§ PROBLEM TO WORK ON: I'd like the entries reproduced exactly, with all pictures omitted.

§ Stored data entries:
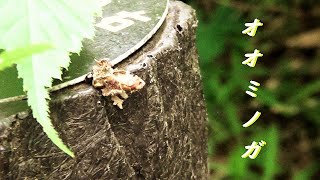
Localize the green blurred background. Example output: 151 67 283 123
183 0 319 179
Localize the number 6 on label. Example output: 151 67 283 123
96 11 151 32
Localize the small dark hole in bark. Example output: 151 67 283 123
176 24 183 32
147 54 153 58
85 72 93 84
134 166 145 179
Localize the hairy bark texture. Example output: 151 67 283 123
0 1 208 179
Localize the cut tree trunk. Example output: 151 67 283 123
0 1 208 179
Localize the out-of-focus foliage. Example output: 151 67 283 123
184 0 319 179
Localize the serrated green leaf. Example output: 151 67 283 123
0 0 100 51
0 0 101 157
16 50 73 157
0 44 52 71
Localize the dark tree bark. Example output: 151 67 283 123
0 1 208 179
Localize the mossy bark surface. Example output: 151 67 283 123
0 1 208 179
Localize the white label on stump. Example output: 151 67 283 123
96 11 151 32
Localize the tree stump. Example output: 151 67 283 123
0 1 208 179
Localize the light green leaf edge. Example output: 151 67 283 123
0 0 102 157
0 44 52 71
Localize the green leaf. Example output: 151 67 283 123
0 44 52 71
0 0 101 157
196 6 242 64
228 147 250 179
224 102 242 135
261 125 279 180
288 80 320 103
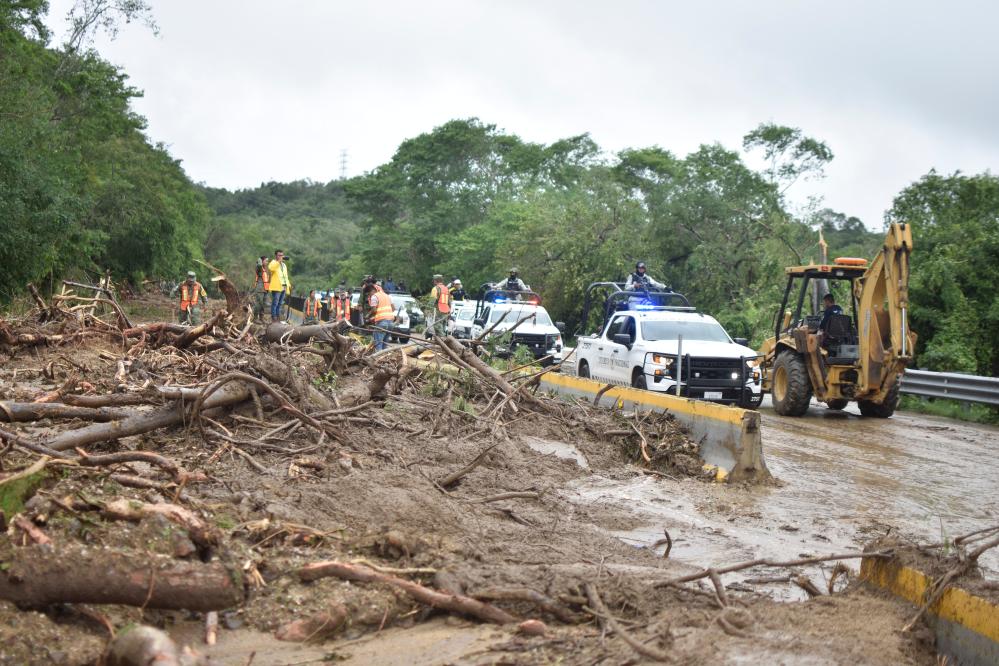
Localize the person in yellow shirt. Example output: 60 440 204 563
267 249 291 322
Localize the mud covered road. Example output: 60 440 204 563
560 398 998 599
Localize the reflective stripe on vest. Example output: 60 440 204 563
372 290 394 322
180 282 202 310
305 298 320 317
335 298 351 320
435 285 450 313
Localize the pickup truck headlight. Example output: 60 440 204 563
652 354 674 367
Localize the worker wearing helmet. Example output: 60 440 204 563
496 268 529 293
628 262 666 291
449 279 467 302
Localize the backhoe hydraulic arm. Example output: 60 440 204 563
853 222 915 395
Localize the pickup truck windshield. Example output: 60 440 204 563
641 320 731 343
491 307 553 327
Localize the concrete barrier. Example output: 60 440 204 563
861 555 999 665
538 373 771 483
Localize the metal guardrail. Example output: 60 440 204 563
900 369 999 406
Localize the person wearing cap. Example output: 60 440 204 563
628 261 666 291
427 274 452 338
267 249 291 322
178 271 208 326
384 276 397 292
331 285 352 323
449 279 467 302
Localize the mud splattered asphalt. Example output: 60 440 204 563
563 399 999 592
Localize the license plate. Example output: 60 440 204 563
703 391 723 400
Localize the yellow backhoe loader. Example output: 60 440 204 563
758 222 916 417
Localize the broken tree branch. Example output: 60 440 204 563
297 560 516 625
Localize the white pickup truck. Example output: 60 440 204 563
574 306 762 408
472 295 565 366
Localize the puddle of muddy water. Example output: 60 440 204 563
523 436 589 469
561 400 999 600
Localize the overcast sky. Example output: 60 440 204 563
45 0 998 227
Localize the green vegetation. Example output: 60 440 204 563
3 3 996 389
0 1 207 298
899 395 999 425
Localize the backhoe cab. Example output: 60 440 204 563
758 222 916 417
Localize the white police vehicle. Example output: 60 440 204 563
573 282 762 408
447 301 476 339
472 289 565 365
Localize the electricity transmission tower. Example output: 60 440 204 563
339 149 348 180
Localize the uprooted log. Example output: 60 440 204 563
297 560 516 625
47 382 252 451
0 545 244 611
171 311 227 349
0 401 129 423
437 336 545 410
263 320 351 345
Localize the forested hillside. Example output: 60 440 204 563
200 180 361 290
0 1 208 296
3 4 996 376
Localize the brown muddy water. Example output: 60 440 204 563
561 398 999 596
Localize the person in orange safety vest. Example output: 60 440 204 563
304 289 322 324
178 271 208 325
253 255 270 321
366 278 394 351
331 287 351 323
427 274 451 338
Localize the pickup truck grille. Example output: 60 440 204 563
688 357 744 380
662 357 744 383
511 333 555 357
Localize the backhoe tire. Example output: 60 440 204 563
632 368 648 390
858 381 900 418
772 351 812 416
578 360 591 379
826 399 849 410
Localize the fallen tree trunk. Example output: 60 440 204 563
439 336 544 409
0 545 243 611
63 393 160 408
0 401 129 423
298 560 516 624
172 311 227 350
263 321 350 345
47 382 252 451
250 353 335 411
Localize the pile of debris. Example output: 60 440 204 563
0 288 712 664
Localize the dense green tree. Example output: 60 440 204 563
887 171 999 375
0 1 205 297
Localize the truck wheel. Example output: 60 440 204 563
858 382 899 418
578 360 591 378
631 368 647 390
740 391 763 410
826 399 849 410
772 351 812 416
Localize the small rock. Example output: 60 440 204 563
171 531 197 558
517 619 547 636
222 612 243 630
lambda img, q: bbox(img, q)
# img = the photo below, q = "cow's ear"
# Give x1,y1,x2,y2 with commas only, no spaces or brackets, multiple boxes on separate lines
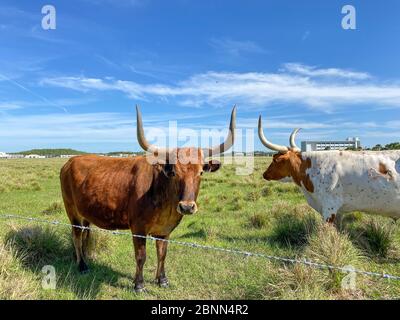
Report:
203,160,221,173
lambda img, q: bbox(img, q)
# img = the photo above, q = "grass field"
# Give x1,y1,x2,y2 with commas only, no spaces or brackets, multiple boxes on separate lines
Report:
1,157,400,300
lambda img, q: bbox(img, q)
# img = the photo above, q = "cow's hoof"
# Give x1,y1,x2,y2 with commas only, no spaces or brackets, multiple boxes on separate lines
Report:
158,278,169,288
134,286,147,294
78,261,89,274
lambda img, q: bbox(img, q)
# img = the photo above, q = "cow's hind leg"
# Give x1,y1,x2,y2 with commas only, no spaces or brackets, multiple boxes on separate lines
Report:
72,222,89,274
155,236,169,288
81,219,91,260
64,202,90,274
132,236,147,293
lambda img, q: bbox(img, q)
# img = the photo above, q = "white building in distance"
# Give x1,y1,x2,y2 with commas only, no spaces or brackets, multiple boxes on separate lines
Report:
301,137,361,152
25,154,46,159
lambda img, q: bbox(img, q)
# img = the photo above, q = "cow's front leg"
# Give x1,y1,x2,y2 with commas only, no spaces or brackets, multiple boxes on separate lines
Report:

§ OUTPUT FOR THIS EXERCISE:
Localize the green blurred background. Example output: 151 67 283 123
183 0 319 179
Localize the number 6 on label. Example output: 151 67 283 123
96 11 151 32
Localize the small dark hole in bark. Example output: 151 67 283 123
176 24 183 32
147 54 153 58
85 72 93 84
134 166 145 179
Localize the hairy bark texture. Example output: 151 67 283 123
0 1 208 179
Localize the cut tree trunk. Example output: 151 67 283 123
0 1 208 179
Localize the out-of-focus foliage. Example output: 151 67 283 123
184 0 319 179
Localize the serrated green leaf. Example output: 151 67 283 123
0 0 100 51
0 0 101 157
16 50 73 157
0 44 52 71
Localize the dark tree bark. Example output: 151 67 283 123
0 1 208 179
Localize the mossy bark surface. Example output: 151 67 283 123
0 1 208 179
Localize the white label on stump. Example output: 151 67 283 123
96 11 151 32
Localize the tree stump. Example output: 151 67 283 123
0 1 208 179
Localize the light green leaf edge. Example output: 151 67 283 123
0 0 102 157
0 44 52 71
Localize the green leaf. Example output: 151 67 283 123
0 44 52 71
0 0 101 157
196 6 242 64
228 147 250 179
224 102 242 135
261 125 279 180
288 80 320 103
Localize the person in yellow shirt. Example output: 60 440 204 563
267 249 291 322
Localize the mud covered road. Example output: 60 440 204 563
560 398 998 599
Localize the reflective stripe on vest. Example output: 60 440 204 563
372 290 394 322
180 282 202 310
305 298 320 317
335 298 351 320
435 285 450 313
Localize the pickup truck headlight. Example output: 60 440 204 563
652 354 674 367
Localize the worker wearing helmet. Example output: 60 440 204 563
496 268 529 293
628 262 666 291
449 279 467 302
Localize the backhoe hydraulic arm. Example output: 60 440 204 563
853 222 915 395
Localize the pickup truck windshield. Example output: 60 440 204 563
641 320 731 343
491 307 553 327
Localize the concrete barrier. Example output: 60 440 204 563
861 555 999 665
538 373 771 483
Localize the metal guardrail. Example output: 60 440 204 563
900 369 999 406
Localize the person wearing cap. Example output: 60 440 204 563
628 261 666 291
427 274 452 338
267 249 291 322
178 271 208 326
384 276 397 292
331 285 352 323
449 279 467 302
Localize the mud splattered asphalt. Example output: 60 440 204 563
563 399 999 592
Localize the license plate. Example output: 60 440 204 563
703 391 723 400
Localize the yellow backhoe loader. Example output: 60 440 204 563
758 222 916 417
Localize the broken tree branch. Example output: 60 440 204 563
297 560 516 625
Localize the white pickup truck. Example output: 60 440 204 563
574 306 762 408
472 295 565 366
Localize the puddle of muddy water. Example output: 60 440 204 563
523 436 589 469
561 400 999 600
Localize the overcast sky. Example output: 60 440 204 563
45 0 998 227
Localize the green vegetation. Example output: 60 440 204 563
3 3 996 389
0 1 207 298
899 395 999 425
Localize the backhoe cab. Example output: 60 440 204 563
758 222 916 417
Localize the white police vehicle. Example output: 60 440 204 563
573 282 762 408
447 301 476 339
472 289 565 365
Localize the electricity transmission tower. Example output: 60 440 204 563
339 149 348 180
Localize the uprooted log. Example output: 60 440 204 563
297 560 516 625
47 382 252 451
0 545 244 611
171 311 227 349
0 401 129 423
437 336 545 410
263 320 351 345
Localize the forested hillside. Example output: 60 440 204 563
200 180 361 290
0 1 208 296
3 4 996 376
Localize the brown muddy water. Example output: 60 440 204 563
561 398 999 596
Localize the person in orange safety vest. Example output: 60 440 204 563
304 289 322 324
178 271 208 325
253 255 270 321
366 278 394 351
331 287 351 323
427 274 451 338
Localize the pickup truck grille. Example output: 60 440 204 563
688 357 744 380
662 357 744 383
511 333 555 357
Localize the backhoe tire. Example output: 60 440 204 563
632 368 648 390
858 381 900 418
772 351 812 416
578 360 591 379
826 399 849 410
Localize the fallen tree trunk. Example output: 60 440 204 563
439 336 544 409
0 545 243 611
63 393 160 408
0 401 129 423
298 560 516 624
172 311 227 350
263 321 350 345
47 382 252 451
250 353 335 411
Localize the pile of debris. Example output: 60 440 204 563
0 288 712 664
Localize the dense green tree. Example output: 60 440 204 563
887 171 999 375
0 1 205 297
Localize the truck wheel. Example output: 60 440 204 563
858 382 899 418
578 360 591 378
631 368 647 390
740 391 763 410
826 399 849 410
772 351 812 416
Localize the small rock. Example output: 60 440 204 563
171 531 197 558
517 619 547 636
222 612 243 630
lambda img, q: bbox(img, q)
# img = the photo below, q = "cow's ear"
# Give x1,y1,x2,y2 with commas only, no spaces or brackets, multiple boxes on separate lines
Report:
203,160,221,173
lambda img, q: bbox(img, q)
# img = the photo above, q = "grass field"
# Give x1,y1,x2,y2 with commas only, no spaces or brackets, multiple boxes on separate lines
Report:
1,157,400,300
lambda img, q: bbox(img, q)
# img = the photo above, q = "cow's hoof"
# Give x1,y1,x2,y2 with commas only, no spaces or brackets, multiple boxes on separate lines
Report:
158,278,169,288
134,286,147,294
78,261,89,274
lambda img, q: bbox(img, q)
# img = the photo above, q = "cow's hind leg"
# Give x1,y1,x2,y2 with commas only, no spaces or brackets, multiple boxes on separate lines
Report:
72,222,89,274
155,236,169,288
81,219,91,260
64,202,90,274
132,236,147,293
lambda img, q: bbox(img, q)
# img = the photo above, q = "white building in distance"
# Give x1,y1,x2,y2 with commas only, no spaces or brackets, multiple boxes on separate lines
Report:
301,137,361,152
25,154,46,159
lambda img, q: bbox(img, q)
# img = the photo above, q = "cow's front leg"
# Give x1,y1,x2,y2 with commas only, no spaces or brackets, multiple boxes on separate lines
Report:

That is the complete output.